• [SELECTED EXCERPT]
Guide

Comparing Agent Variants

Set up A/B experiments to compare different prompts, models, or tool configurations across your agent.

What is a variant?

A variant is a specific configuration of your agent — a particular prompt, model, temperature, or set of tools. When you run the same task with different configurations, each run becomes a variant in your experiment.

Kalmia groups traces by the variant field in their metadata and computes per-variant metrics, letting you compare side by side.

Setting up an experiment

Run your agent with different configurations, tagging each run with a variant name in the metadata.

# Variant A: GPT-4o with RAG
with logger.start_span(name="agent-run") as span:
    span.log(metadata={
        "correlationId": "run-gpt4-rag-001",
        "variant": "gpt4o-with-rag",
    })

# Variant B: Claude with no RAG
with logger.start_span(name="agent-run") as span:
    span.log(metadata={
        "correlationId": "run-claude-norag-001",
        "variant": "claude-no-rag",
    })

Register the experiment

Group both variants into the same experiment.

curl -X POST /api/experiments \
  -H "Content-Type: application/json" \
  -d '{
    "name": "RAG vs no-RAG",
    "correlationIds": [
      "run-gpt4-rag-001",
      "run-claude-norag-001"

• [ASSIGNED TASK]
Pick up the guide on comparing agent variants at the point where it stops and write what comes next.

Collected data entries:
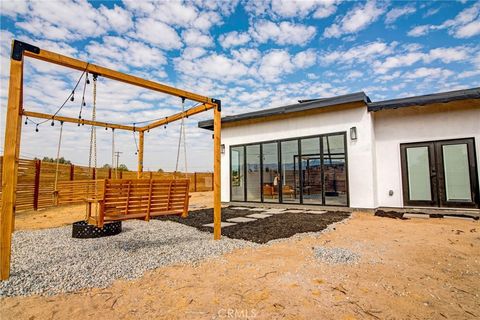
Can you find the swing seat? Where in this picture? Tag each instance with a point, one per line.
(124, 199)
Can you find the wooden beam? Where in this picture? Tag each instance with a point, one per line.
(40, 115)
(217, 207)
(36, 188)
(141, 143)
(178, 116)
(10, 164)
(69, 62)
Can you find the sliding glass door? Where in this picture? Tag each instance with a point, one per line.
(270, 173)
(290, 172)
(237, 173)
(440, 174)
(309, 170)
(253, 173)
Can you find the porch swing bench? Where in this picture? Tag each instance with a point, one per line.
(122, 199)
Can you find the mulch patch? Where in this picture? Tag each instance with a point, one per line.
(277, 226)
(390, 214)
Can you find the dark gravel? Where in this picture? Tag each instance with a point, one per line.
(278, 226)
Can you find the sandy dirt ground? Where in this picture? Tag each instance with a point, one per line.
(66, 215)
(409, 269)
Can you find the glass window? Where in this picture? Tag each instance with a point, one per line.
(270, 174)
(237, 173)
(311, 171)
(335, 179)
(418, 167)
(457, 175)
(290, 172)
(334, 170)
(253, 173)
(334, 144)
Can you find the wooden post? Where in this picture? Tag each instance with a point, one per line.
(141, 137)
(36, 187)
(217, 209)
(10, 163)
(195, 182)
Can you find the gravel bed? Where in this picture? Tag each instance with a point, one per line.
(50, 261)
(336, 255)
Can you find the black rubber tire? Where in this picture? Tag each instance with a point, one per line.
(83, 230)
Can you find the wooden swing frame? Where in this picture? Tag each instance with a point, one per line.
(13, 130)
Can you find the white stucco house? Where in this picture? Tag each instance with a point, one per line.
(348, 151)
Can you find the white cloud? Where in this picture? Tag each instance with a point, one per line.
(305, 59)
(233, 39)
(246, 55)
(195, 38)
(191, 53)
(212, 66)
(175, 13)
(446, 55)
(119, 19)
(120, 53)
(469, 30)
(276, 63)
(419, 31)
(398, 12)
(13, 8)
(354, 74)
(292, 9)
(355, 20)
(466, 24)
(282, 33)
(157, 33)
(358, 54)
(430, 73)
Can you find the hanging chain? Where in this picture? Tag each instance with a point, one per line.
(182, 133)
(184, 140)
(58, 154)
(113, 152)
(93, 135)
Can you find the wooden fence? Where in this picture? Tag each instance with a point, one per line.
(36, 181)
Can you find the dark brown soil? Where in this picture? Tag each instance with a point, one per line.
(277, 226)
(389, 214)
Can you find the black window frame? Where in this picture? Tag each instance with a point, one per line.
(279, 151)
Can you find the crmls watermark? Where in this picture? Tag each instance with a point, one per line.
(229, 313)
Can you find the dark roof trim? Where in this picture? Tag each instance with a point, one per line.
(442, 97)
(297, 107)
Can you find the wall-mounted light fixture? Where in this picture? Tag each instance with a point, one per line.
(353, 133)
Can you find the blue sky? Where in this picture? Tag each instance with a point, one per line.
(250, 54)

...

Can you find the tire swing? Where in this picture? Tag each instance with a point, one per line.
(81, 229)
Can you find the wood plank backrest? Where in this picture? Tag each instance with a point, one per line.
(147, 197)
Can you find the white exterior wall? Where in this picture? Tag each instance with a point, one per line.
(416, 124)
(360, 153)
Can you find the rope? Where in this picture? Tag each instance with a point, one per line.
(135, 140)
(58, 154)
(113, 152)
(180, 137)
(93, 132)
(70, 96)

* * *

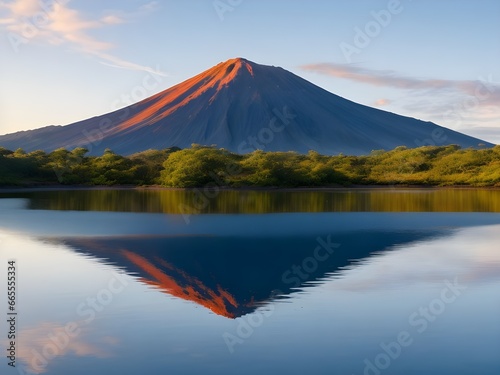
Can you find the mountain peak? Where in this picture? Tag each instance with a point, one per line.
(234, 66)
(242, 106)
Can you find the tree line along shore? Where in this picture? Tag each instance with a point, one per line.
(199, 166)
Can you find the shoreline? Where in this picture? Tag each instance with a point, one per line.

• [WRITTEN ANSWER]
    ]
  }'

What you see in the dashboard

Kalmia preprocesses each trace and groups them by variant. The variant comparison table shows:

DurationAverage, min, max execution time per variant

Token usageInput/output/total tokens per variant

Tool callsNumber and types of tool invocations

TurnsNumber of LLM conversation turns

Error ratePercentage of runs with failures

RetriesCount of retry attempts across runs

Select any two variants in the comparison table to see delta badges highlighting which variant performs better for each metric.

Tips

Run multiple traces per variant to get meaningful aggregate metrics.
Use the same input prompts across variants for a fair comparison.
Add more runs to an experiment at any time — metrics recompute on every view.